*** Information supplied ***

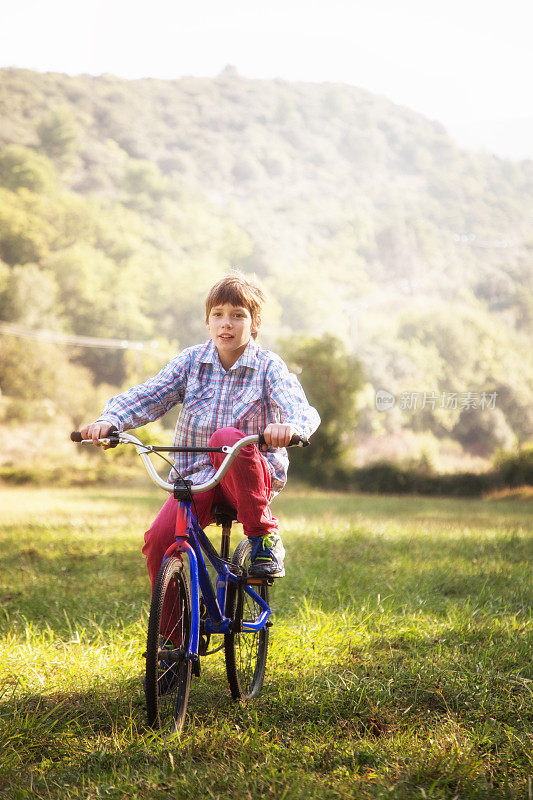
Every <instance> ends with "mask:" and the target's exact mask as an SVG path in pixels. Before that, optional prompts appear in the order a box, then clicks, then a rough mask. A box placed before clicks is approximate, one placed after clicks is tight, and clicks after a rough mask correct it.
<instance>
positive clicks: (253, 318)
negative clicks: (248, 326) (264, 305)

*** End of Information supplied ***
*** Information supplied ***

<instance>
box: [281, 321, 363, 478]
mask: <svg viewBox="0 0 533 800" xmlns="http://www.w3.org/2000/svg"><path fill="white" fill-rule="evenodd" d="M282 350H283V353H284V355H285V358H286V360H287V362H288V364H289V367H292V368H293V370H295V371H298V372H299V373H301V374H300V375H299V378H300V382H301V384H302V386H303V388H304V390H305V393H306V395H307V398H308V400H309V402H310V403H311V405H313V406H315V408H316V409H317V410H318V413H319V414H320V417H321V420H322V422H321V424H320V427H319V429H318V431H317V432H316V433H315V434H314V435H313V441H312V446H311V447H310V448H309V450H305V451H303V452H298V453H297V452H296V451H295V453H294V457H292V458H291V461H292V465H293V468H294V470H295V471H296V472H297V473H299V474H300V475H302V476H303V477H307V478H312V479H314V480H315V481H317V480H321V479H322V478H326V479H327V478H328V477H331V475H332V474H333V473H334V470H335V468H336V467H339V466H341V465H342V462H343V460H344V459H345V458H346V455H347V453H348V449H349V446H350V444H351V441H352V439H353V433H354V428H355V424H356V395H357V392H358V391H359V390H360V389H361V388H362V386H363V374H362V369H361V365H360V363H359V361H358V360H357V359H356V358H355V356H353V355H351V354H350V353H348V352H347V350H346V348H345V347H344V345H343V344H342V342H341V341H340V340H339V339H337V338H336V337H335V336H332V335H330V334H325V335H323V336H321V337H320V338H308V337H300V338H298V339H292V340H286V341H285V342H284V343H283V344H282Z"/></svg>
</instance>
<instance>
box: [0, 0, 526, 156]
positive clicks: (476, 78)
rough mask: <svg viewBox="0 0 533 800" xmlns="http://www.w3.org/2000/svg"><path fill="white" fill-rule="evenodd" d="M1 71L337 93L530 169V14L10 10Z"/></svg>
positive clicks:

*** End of Information supplied ***

**What this task involves:** All lines in the entries above that hold the word "rough" need to be copied.

**Written answer:**
Every <instance> ends with "mask:" and the target's exact mask as an SVG path in pixels. Before that, optional prompts appear in the order a box, then clicks, then a rough mask. A box placed before clicks is approximate, one placed after clicks is tight, and clicks after a rough mask correct it.
rough mask: <svg viewBox="0 0 533 800" xmlns="http://www.w3.org/2000/svg"><path fill="white" fill-rule="evenodd" d="M1 71L337 93L530 169V14L10 10Z"/></svg>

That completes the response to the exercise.